++++ Исходный текст

Дневники 1926-1927
Позвал меня к себе в Москву, в гости. Вот я собрался, подчистился, подправился, еду к Ленину! к самому Ленину еду. Вот это и у меня тогда в голове было, посмотреть в самую печку, откуда к нам тепло идет. А время было, вы знаете, какое, раз вы были сами на том полозу: грабеж повсеместный. Я так отчасти предполагал, что приеду вроде как бы к царю. Являюсь. Комната большая, пустая, и нет ничего: сидит Ленин на стуле, а на ящике примус. «Здравствуй, — говорит, — Алексей, хочешь, я тебе чаю сварю». Поставил на примус чайник, вскипятил. Дает хлеба, а на него и смотреть нечего: сами знаете, какой был пайковый хлеб, сами были на том полозу. «Как хотите, Влад. Ильич, — говорю, — а я этого хлеба есть не могу, не желаете ли моего». — «Давай», — говорит. Я принес своего. Ел мой хлеб. И больше ничего. С этого разу я понял, что тут нет ничего.

++++++++

### Что сделать
**a.** Ответьте на вопросы по отрывку из дневников:
(i) Что стояло на ящике в комнате Ленина?
(ii) Что Ленин предложил сварить гостю?
(iii) Чей хлеб в итоге ел Ленин?
**b.** Определите, соответствуют ли утверждения отрывку из дневников. Каждый ответ подтвердите цитатой.
(i) Комната Ленина была богато обставлена.
(ii) Ленин сам вскипятил чайник.
(iii) Гость съел пайковый хлеб, которым угостил его Ленин.

++++ Записи

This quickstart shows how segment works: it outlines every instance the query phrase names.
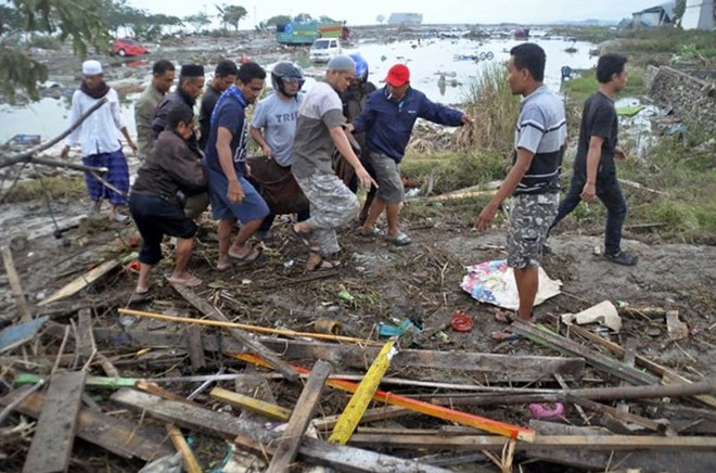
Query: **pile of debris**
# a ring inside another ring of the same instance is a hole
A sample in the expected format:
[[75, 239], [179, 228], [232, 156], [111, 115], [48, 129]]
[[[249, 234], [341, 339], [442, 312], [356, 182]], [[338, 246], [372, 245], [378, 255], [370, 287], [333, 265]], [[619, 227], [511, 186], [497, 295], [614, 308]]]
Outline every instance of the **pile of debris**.
[[[99, 450], [84, 451], [76, 437], [112, 453], [105, 462], [126, 459], [114, 469], [143, 472], [716, 464], [714, 381], [691, 382], [634, 342], [623, 347], [562, 319], [513, 322], [534, 343], [525, 356], [412, 348], [449, 325], [408, 321], [357, 338], [331, 320], [312, 320], [312, 331], [240, 323], [247, 317], [221, 290], [167, 285], [181, 310], [156, 298], [142, 307], [164, 312], [103, 311], [112, 303], [101, 296], [94, 309], [90, 296], [72, 302], [120, 258], [30, 309], [8, 247], [3, 259], [17, 308], [0, 332], [8, 471], [97, 470]], [[662, 316], [678, 331], [678, 314]], [[540, 346], [563, 356], [535, 355]]]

++++++++

### Ответы к заданиям
**a.**
(i) Примус.
(ii) Чай.
(iii) Хлеб, который принес гость.

**b.**
(i) Нет: «Комната большая, пустая, и нет ничего».
(ii) Да: «Поставил на примус чайник, вскипятил».
(iii) Нет: «а я этого хлеба есть не могу».